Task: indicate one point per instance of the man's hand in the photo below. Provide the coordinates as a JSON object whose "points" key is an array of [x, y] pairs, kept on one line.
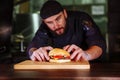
{"points": [[77, 52], [41, 54]]}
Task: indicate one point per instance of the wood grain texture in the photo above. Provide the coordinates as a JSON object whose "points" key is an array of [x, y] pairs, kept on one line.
{"points": [[28, 64]]}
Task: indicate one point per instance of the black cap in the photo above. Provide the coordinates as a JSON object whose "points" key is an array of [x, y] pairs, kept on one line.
{"points": [[50, 8]]}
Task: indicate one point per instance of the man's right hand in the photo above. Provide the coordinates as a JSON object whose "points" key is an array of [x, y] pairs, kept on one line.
{"points": [[41, 54]]}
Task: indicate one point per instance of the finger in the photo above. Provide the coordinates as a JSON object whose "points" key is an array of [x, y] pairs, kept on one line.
{"points": [[32, 58], [72, 48], [41, 53], [66, 47], [44, 54], [74, 54], [37, 56], [48, 48], [78, 56]]}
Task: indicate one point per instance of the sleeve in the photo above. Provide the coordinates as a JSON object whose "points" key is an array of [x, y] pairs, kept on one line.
{"points": [[93, 34]]}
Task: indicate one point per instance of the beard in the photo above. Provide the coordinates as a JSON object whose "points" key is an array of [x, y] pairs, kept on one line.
{"points": [[58, 31]]}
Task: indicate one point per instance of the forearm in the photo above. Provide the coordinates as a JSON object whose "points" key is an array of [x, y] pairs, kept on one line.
{"points": [[31, 51], [93, 52]]}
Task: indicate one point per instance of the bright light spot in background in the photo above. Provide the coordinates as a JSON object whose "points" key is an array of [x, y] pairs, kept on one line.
{"points": [[36, 22]]}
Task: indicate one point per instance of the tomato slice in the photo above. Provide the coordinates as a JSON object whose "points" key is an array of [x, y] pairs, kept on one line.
{"points": [[58, 56]]}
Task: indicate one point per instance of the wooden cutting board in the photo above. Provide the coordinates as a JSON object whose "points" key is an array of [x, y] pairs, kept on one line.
{"points": [[28, 64]]}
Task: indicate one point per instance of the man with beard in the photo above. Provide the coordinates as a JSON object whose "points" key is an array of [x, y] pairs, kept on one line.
{"points": [[73, 31]]}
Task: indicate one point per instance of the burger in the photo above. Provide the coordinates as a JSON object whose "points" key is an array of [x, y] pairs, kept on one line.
{"points": [[59, 55]]}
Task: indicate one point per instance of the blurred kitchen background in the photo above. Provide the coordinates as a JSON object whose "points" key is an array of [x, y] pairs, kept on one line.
{"points": [[24, 20]]}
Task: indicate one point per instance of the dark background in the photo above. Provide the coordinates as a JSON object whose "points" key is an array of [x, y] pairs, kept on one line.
{"points": [[6, 9]]}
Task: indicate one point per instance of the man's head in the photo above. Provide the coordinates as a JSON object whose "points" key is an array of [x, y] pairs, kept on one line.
{"points": [[54, 16]]}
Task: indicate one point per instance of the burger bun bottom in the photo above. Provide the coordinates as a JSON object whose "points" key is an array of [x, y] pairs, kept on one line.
{"points": [[60, 61]]}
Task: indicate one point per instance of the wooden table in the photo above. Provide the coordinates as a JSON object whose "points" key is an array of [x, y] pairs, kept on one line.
{"points": [[98, 71]]}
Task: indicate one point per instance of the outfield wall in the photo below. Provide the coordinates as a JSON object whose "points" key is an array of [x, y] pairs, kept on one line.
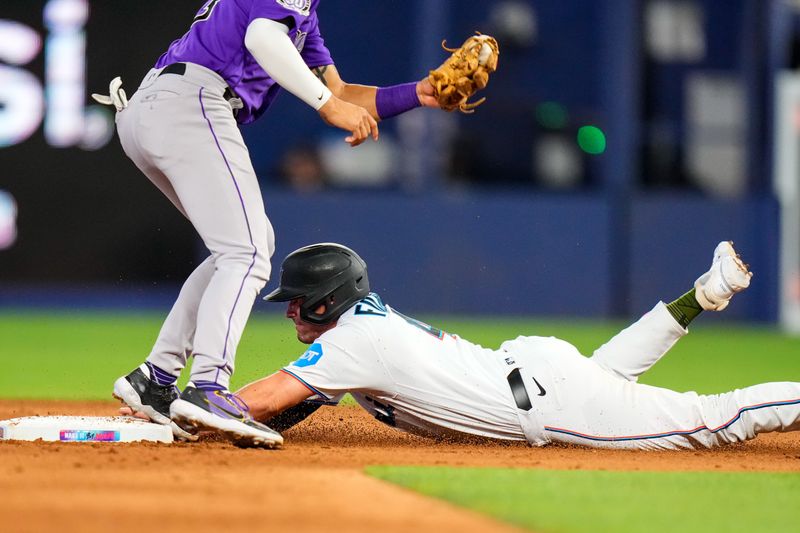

____

## Exercise task
Print the records word for word, starting at the line that contains "Task: indicate one point per instance of the dark" and continuing through the end of the records, and leave out the pictures.

## The answer
Task: indicate one point per instance of the dark background in the photo above. Provide the coordinates as a JSON object whose "points" key is an array of [x, y] pairs, kept on one line.
{"points": [[6, 9]]}
Task: indicate one point per instance of the man's head in the photo above. Provide the coordinates as a JSON object whose "points" key is an array of [x, y] pairs, kept on one line.
{"points": [[54, 16]]}
Task: indicate one point per instance of the burger bun bottom in the photo above. Provide the coordinates as a JSON object whose "points" key is an array of [x, y] pairs, kept on one line.
{"points": [[60, 61]]}
Task: indicate one point per instance of the wooden table in the photo above. Provide the coordinates as a JSON object whose "points" key is an array of [x, y] pairs, kept on one line.
{"points": [[98, 71]]}
Task: indicate one point per instance of the outfield wall in the photo below. Provide the coordinates as a JSON object whose "points" key is an array of [x, y] pairs, kept on one line.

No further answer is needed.